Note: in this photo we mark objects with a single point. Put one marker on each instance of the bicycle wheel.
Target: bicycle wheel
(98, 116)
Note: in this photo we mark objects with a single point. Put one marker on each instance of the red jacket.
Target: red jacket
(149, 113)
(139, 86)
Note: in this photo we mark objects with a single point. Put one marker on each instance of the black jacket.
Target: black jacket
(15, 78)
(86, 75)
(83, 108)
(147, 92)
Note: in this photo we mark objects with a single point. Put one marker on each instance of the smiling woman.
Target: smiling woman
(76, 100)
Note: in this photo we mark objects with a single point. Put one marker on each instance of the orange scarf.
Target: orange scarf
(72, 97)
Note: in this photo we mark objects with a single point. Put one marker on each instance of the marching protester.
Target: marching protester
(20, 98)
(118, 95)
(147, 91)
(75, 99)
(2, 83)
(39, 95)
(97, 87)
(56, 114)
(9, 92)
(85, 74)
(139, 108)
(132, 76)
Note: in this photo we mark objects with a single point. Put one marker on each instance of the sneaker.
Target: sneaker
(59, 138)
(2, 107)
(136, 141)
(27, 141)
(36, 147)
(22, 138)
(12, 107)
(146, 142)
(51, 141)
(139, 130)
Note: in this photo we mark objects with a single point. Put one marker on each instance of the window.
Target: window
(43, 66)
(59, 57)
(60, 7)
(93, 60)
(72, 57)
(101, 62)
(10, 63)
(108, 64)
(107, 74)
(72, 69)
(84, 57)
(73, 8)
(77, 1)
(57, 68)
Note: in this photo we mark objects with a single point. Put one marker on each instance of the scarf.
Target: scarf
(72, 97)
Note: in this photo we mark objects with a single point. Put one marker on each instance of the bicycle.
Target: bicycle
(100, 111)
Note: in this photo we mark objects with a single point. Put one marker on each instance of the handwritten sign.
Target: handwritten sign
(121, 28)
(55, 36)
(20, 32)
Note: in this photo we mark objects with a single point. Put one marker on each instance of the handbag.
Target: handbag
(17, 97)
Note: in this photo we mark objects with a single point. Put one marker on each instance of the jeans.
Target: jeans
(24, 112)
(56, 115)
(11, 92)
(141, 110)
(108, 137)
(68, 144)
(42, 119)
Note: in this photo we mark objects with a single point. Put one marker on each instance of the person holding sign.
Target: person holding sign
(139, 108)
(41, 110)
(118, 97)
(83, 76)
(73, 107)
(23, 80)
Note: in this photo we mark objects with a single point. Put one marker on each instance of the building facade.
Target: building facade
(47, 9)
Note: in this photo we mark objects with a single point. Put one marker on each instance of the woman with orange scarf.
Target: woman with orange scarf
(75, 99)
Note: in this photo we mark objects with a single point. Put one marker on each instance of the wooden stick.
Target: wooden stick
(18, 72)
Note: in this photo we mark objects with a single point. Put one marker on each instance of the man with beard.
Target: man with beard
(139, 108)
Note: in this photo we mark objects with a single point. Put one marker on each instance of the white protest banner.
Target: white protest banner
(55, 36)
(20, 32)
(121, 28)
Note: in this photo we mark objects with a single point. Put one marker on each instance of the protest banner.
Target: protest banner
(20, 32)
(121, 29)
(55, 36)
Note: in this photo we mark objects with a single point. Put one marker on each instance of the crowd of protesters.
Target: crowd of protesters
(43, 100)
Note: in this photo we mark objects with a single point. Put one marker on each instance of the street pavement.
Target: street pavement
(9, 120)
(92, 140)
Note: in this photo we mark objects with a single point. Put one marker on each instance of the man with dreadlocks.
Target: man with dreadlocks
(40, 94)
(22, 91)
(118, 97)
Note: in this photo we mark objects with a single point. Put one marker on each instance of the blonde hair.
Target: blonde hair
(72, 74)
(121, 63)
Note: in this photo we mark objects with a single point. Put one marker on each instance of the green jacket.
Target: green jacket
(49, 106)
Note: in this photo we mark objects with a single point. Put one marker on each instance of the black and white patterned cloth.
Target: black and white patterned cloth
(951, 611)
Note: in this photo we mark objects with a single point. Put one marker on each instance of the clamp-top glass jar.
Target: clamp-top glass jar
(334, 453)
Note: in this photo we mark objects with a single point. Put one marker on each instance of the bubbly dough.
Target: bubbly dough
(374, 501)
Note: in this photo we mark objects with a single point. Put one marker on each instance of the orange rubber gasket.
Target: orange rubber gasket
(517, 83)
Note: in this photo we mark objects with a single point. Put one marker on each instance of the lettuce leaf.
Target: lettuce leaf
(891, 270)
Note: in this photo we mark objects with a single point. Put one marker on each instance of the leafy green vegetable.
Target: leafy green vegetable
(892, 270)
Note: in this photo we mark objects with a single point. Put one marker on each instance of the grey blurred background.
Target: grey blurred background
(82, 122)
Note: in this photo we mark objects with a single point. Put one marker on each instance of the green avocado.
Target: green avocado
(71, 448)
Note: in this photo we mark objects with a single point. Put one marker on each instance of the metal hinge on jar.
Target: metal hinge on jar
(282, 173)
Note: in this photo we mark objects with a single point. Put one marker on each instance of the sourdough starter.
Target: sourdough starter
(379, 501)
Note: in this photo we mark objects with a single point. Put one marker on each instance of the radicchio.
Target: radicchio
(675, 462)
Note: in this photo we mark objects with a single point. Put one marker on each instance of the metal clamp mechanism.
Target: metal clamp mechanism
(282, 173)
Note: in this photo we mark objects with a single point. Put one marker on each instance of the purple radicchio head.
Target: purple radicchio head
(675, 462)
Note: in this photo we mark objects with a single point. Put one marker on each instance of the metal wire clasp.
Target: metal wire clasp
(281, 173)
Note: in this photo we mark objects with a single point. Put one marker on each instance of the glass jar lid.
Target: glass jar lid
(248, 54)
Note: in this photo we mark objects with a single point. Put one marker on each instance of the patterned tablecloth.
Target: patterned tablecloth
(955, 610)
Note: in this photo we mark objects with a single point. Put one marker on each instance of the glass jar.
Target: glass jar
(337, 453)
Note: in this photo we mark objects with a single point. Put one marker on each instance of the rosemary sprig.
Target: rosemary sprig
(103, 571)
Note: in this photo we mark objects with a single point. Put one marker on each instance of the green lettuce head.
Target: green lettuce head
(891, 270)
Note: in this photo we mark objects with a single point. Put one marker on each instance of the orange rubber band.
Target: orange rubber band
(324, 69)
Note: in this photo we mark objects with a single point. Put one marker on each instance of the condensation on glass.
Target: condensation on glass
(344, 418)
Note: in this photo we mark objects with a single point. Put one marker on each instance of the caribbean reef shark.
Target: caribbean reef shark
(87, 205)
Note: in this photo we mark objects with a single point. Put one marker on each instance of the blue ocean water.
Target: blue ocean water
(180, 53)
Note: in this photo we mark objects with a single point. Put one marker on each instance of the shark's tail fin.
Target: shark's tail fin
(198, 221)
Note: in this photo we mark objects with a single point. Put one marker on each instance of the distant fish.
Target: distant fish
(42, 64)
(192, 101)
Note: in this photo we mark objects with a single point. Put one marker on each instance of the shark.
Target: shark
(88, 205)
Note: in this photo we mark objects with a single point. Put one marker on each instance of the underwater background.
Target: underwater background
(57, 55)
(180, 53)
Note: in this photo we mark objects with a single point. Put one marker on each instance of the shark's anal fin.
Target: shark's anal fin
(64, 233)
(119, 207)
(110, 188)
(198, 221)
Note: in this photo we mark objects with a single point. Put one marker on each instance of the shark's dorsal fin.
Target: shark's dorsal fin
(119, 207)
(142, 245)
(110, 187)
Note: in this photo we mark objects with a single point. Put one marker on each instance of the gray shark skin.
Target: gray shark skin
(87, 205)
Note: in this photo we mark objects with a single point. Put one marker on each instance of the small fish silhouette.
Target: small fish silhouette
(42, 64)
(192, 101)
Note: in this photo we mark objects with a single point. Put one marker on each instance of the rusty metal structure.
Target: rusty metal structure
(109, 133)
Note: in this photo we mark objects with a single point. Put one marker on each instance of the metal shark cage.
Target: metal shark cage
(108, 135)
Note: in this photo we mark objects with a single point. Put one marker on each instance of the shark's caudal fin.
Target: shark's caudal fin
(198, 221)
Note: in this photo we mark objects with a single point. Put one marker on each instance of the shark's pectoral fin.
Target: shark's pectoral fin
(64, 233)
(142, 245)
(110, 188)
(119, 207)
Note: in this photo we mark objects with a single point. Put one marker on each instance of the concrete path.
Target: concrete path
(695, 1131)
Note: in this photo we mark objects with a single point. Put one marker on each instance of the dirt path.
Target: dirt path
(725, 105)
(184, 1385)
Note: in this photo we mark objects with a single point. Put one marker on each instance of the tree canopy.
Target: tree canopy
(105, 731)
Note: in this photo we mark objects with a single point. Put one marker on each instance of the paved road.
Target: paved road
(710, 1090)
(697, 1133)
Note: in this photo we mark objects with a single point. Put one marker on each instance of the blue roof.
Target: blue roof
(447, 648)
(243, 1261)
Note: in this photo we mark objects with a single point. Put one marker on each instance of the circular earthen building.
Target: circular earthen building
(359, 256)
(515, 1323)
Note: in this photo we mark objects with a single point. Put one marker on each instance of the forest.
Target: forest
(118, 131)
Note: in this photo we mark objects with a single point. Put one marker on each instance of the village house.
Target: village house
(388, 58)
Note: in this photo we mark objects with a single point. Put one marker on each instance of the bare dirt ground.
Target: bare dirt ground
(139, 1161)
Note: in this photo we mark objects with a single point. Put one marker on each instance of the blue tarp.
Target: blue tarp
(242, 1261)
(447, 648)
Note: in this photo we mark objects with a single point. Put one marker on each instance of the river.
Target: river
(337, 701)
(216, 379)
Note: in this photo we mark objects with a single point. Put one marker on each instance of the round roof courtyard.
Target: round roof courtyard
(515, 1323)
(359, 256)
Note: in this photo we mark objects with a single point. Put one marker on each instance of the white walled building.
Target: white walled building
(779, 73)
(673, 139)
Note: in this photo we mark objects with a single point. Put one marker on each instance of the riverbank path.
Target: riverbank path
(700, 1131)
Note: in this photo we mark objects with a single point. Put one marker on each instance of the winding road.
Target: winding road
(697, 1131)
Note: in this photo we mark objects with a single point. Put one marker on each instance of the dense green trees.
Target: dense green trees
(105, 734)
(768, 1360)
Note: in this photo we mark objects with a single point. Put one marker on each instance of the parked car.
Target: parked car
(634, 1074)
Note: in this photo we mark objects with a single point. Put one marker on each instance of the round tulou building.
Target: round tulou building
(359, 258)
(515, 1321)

=======

**Prompt**
Considering only the material above, set down every line from the one with "Target: metal shark cage" to the one with "of the river.", inclusive, exactly as written.

**Your solution**
Target: metal shark cage
(108, 135)
Note: in this photo we mark objects with a single point. Put one marker on each instance of the shark's caudal fin.
Target: shark's caudal fin
(198, 221)
Note: in this photo we mark objects with a single point. Put one marker on each instance of the shark's pectoral fin.
Target: shark's pectoral fin
(64, 233)
(142, 245)
(110, 188)
(119, 207)
Note: in this photo we mark objects with a single point. Put one marker on each instance of the concrete path.
Target: concrete path
(695, 1131)
Note: in this photo we mark objects with a single point. Put one marker on each instance of the dirt path.
Target: dirt path
(725, 105)
(184, 1385)
Note: in this photo we mark objects with a single point. Put one marker on each instance of the tree canopy.
Target: tree canopy
(105, 731)
Note: in this photo we mark objects with a single point. Put one marker on each instance of the paved road.
Target: paved road
(710, 1090)
(697, 1133)
Note: in this photo we mark objects with a single point. Put one marker on each instance of the blue roof.
Target: blue roof
(447, 648)
(243, 1261)
Note: in this photo we mark objects with a single point. Put one marker on each instance of the circular earthen building.
Target: circular earthen building
(359, 256)
(515, 1323)
Note: in this photo we mark objects with a single point. Put one marker on each instance of the forest.
Target: forest
(118, 131)
Note: in this photo we mark objects with a single point. Put one marker on each instance of the village house.
Target: village house
(388, 58)
Note: in this photo we mark objects with a single point. Put one marker on each instance of the bare dirt ground.
Target: bare dirt ground
(139, 1161)
Note: in this photo we mark objects with a single point. Put one marker on each instance of the blue tarp.
Target: blue tarp
(242, 1261)
(447, 648)
Note: in this photo we mark objects with a single point. Put one marker on each instance of the river.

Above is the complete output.